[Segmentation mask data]
•••

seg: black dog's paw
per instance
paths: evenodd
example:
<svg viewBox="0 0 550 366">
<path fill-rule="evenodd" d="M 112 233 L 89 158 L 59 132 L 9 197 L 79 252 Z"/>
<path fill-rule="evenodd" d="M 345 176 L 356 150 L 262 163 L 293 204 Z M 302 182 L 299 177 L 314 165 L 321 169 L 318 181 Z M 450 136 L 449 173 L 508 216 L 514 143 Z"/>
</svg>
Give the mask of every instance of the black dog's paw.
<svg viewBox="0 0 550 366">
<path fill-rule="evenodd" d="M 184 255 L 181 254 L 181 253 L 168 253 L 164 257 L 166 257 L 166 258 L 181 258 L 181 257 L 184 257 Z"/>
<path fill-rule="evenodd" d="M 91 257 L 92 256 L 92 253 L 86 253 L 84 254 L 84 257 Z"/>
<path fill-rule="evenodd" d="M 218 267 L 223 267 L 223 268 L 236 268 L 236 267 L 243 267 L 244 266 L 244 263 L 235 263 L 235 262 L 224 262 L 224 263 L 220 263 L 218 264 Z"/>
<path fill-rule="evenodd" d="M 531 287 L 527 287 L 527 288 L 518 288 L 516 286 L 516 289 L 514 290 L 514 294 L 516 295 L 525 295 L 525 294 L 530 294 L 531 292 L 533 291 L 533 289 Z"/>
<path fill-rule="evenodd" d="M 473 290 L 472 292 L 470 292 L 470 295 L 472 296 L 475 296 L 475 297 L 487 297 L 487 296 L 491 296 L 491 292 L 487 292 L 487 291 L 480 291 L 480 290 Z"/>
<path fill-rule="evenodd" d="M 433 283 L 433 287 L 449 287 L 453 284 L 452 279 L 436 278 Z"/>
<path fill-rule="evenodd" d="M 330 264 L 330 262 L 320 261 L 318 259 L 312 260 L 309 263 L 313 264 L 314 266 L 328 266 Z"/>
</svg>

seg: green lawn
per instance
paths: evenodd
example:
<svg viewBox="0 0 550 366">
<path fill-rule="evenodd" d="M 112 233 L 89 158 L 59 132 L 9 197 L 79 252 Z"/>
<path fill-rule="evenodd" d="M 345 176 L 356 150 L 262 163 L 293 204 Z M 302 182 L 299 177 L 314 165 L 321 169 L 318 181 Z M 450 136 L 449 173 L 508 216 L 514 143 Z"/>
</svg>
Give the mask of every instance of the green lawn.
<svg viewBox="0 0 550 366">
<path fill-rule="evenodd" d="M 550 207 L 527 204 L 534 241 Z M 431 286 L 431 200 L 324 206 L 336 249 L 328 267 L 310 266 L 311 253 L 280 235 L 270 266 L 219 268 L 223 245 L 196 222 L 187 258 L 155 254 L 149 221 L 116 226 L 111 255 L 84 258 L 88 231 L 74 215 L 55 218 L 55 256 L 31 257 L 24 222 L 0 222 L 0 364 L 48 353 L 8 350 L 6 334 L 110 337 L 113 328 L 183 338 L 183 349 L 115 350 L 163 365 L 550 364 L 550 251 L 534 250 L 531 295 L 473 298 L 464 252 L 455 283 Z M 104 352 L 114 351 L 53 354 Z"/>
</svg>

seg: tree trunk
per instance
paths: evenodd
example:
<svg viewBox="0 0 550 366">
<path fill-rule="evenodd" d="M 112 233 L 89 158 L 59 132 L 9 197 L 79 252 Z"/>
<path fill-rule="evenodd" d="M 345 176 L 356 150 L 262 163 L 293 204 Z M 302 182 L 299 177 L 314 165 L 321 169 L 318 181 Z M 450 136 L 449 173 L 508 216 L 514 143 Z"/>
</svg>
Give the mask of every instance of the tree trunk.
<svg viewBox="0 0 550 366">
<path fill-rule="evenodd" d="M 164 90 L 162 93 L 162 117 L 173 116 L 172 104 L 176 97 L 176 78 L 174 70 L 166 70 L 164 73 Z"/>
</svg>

•••

#### What this task involves:
Print the data above exactly.

#### Output:
seg: black dog's paw
per instance
paths: evenodd
example:
<svg viewBox="0 0 550 366">
<path fill-rule="evenodd" d="M 112 233 L 89 158 L 59 132 L 9 197 L 79 252 Z"/>
<path fill-rule="evenodd" d="M 345 176 L 356 150 L 262 163 L 293 204 Z M 302 182 L 299 177 L 314 165 L 321 169 L 318 181 Z M 450 136 L 449 173 L 508 216 L 514 143 Z"/>
</svg>
Give the mask of every instance of the black dog's paw.
<svg viewBox="0 0 550 366">
<path fill-rule="evenodd" d="M 184 255 L 181 254 L 181 253 L 168 253 L 164 257 L 166 257 L 166 258 L 181 258 L 181 257 L 184 257 Z"/>
<path fill-rule="evenodd" d="M 91 257 L 92 256 L 92 253 L 86 253 L 84 254 L 84 257 Z"/>
<path fill-rule="evenodd" d="M 218 267 L 223 267 L 223 268 L 236 268 L 236 267 L 243 267 L 244 266 L 244 263 L 235 263 L 235 262 L 224 262 L 224 263 L 220 263 L 218 264 Z"/>
<path fill-rule="evenodd" d="M 531 287 L 527 287 L 527 288 L 518 288 L 516 286 L 516 289 L 514 290 L 514 294 L 516 295 L 525 295 L 525 294 L 530 294 L 531 292 L 533 291 L 533 289 Z"/>
<path fill-rule="evenodd" d="M 473 290 L 472 292 L 470 292 L 470 295 L 472 296 L 475 296 L 475 297 L 487 297 L 487 296 L 491 296 L 491 292 L 487 292 L 487 291 L 480 291 L 480 290 Z"/>
<path fill-rule="evenodd" d="M 433 283 L 433 287 L 449 287 L 453 284 L 452 279 L 436 278 Z"/>
<path fill-rule="evenodd" d="M 330 264 L 330 262 L 320 261 L 318 259 L 312 260 L 309 263 L 313 264 L 314 266 L 328 266 Z"/>
</svg>

seg: green lawn
per instance
paths: evenodd
example:
<svg viewBox="0 0 550 366">
<path fill-rule="evenodd" d="M 112 233 L 89 158 L 59 132 L 9 197 L 79 252 Z"/>
<path fill-rule="evenodd" d="M 345 176 L 356 150 L 262 163 L 293 204 Z M 302 182 L 299 177 L 314 165 L 321 169 L 318 181 Z M 450 136 L 449 173 L 508 216 L 514 143 Z"/>
</svg>
Give the mask of every instance of the green lawn.
<svg viewBox="0 0 550 366">
<path fill-rule="evenodd" d="M 550 207 L 527 204 L 534 241 Z M 431 286 L 431 200 L 324 206 L 336 249 L 328 267 L 310 266 L 311 253 L 280 235 L 270 266 L 219 268 L 223 245 L 196 222 L 187 258 L 155 254 L 149 221 L 116 226 L 111 255 L 84 258 L 88 231 L 74 215 L 55 218 L 55 256 L 31 257 L 24 222 L 0 222 L 0 364 L 48 353 L 8 350 L 6 334 L 110 337 L 113 328 L 183 338 L 183 349 L 115 350 L 163 365 L 550 364 L 550 251 L 534 250 L 531 295 L 473 298 L 464 252 L 455 283 Z M 104 352 L 114 351 L 53 354 Z"/>
</svg>

seg: tree trunk
per instance
paths: evenodd
example:
<svg viewBox="0 0 550 366">
<path fill-rule="evenodd" d="M 112 233 L 89 158 L 59 132 L 9 197 L 79 252 Z"/>
<path fill-rule="evenodd" d="M 345 176 L 356 150 L 262 163 L 293 204 Z M 302 182 L 299 177 L 314 165 L 321 169 L 318 181 Z M 450 136 L 449 173 L 508 216 L 514 143 Z"/>
</svg>
Give the mask of every instance of the tree trunk.
<svg viewBox="0 0 550 366">
<path fill-rule="evenodd" d="M 164 90 L 162 93 L 162 117 L 173 116 L 172 104 L 176 97 L 176 78 L 174 70 L 166 70 L 164 73 Z"/>
</svg>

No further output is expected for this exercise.